### [Problem to solve]
Please repeat all of the lines that follow, exactly as written.

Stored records
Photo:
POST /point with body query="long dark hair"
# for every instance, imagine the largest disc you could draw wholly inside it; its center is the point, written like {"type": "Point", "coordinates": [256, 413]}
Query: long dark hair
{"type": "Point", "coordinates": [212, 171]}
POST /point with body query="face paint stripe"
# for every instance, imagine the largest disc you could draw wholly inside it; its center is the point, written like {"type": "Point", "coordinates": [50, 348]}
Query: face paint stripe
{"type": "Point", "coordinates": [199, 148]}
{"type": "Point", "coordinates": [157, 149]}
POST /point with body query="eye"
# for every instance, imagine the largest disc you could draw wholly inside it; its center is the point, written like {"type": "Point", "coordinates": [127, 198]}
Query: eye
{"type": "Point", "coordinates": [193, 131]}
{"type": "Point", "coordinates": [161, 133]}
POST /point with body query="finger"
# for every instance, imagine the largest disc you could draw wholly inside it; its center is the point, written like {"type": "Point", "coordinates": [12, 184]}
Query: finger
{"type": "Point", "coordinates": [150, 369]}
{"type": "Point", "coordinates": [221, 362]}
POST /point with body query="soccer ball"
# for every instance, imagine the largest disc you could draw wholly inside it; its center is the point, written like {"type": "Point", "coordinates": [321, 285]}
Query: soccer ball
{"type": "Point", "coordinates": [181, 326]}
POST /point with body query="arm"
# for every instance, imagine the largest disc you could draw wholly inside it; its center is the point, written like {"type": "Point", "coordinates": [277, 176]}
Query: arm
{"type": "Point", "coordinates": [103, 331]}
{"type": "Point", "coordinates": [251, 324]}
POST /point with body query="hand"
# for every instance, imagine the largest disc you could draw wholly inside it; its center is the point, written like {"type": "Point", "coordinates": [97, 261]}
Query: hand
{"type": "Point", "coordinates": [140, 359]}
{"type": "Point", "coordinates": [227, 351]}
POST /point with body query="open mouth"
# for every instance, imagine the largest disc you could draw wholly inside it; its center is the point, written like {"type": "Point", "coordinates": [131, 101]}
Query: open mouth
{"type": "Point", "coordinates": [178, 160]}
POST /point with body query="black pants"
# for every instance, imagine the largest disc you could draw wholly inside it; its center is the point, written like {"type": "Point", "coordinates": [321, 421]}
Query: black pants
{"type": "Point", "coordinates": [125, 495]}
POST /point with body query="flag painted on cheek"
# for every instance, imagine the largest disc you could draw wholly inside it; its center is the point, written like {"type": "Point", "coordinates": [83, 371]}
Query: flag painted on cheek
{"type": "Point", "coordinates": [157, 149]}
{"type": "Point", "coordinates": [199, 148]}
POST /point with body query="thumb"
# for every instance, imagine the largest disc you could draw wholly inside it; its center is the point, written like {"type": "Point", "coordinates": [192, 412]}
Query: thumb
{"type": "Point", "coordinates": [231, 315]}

### [Exercise solution]
Photo:
POST /point with body query="long dark hair"
# for every instance, imagine the largest disc you could draw wholly inside it; its center is the point, written like {"type": "Point", "coordinates": [256, 413]}
Query: long dark hair
{"type": "Point", "coordinates": [212, 171]}
POST /point with body query="face paint stripe"
# for every instance, imagine the largest disc you could draw wholly inside it; its center is the point, written like {"type": "Point", "coordinates": [50, 348]}
Query: face paint stripe
{"type": "Point", "coordinates": [199, 148]}
{"type": "Point", "coordinates": [157, 149]}
POST /point with body query="eye"
# for every instance, imagine the largest disc you could draw wholly inside it; its center is the point, written like {"type": "Point", "coordinates": [127, 198]}
Query: eye
{"type": "Point", "coordinates": [193, 131]}
{"type": "Point", "coordinates": [161, 133]}
POST /point with body query="finger"
# for every instance, imagine the largest disc you could draw wholly inside it; its center is the point, written like {"type": "Point", "coordinates": [12, 184]}
Query: finger
{"type": "Point", "coordinates": [150, 369]}
{"type": "Point", "coordinates": [221, 362]}
POST /point with body query="soccer ball"
# for every instance, imagine the largest disc you could draw wholly inside it; its center is the point, written like {"type": "Point", "coordinates": [321, 285]}
Query: soccer ball
{"type": "Point", "coordinates": [181, 326]}
POST /point with body query="arm"
# for every instance, imagine the largest disc you could draw wholly inside it; its center is the point, written like {"type": "Point", "coordinates": [277, 176]}
Query: arm
{"type": "Point", "coordinates": [103, 331]}
{"type": "Point", "coordinates": [251, 324]}
POST /point with body query="hand"
# for every instance, imagine the largest disc you could draw wholly inside it; its center is the point, written like {"type": "Point", "coordinates": [97, 261]}
Query: hand
{"type": "Point", "coordinates": [140, 359]}
{"type": "Point", "coordinates": [227, 351]}
POST /point with body query="open mouth"
# for every instance, imagine the largest disc you could draw wholly inside it; its center is the point, written like {"type": "Point", "coordinates": [131, 101]}
Query: open mouth
{"type": "Point", "coordinates": [178, 160]}
POST /point with body query="black pants"
# for every instance, imagine the largest disc you could draw wholly inside it; its center is the point, written like {"type": "Point", "coordinates": [321, 421]}
Query: black pants
{"type": "Point", "coordinates": [125, 495]}
POST /point with body query="flag painted on cheek"
# for every instance, imagine the largest disc you could draw wholly inside it; its center is the point, written like {"type": "Point", "coordinates": [83, 371]}
Query: flag painted on cheek
{"type": "Point", "coordinates": [157, 149]}
{"type": "Point", "coordinates": [199, 148]}
POST /point with body query="thumb"
# for every instance, imagine the largest disc you could draw wholly inside it; its center is the point, written like {"type": "Point", "coordinates": [192, 412]}
Query: thumb
{"type": "Point", "coordinates": [231, 315]}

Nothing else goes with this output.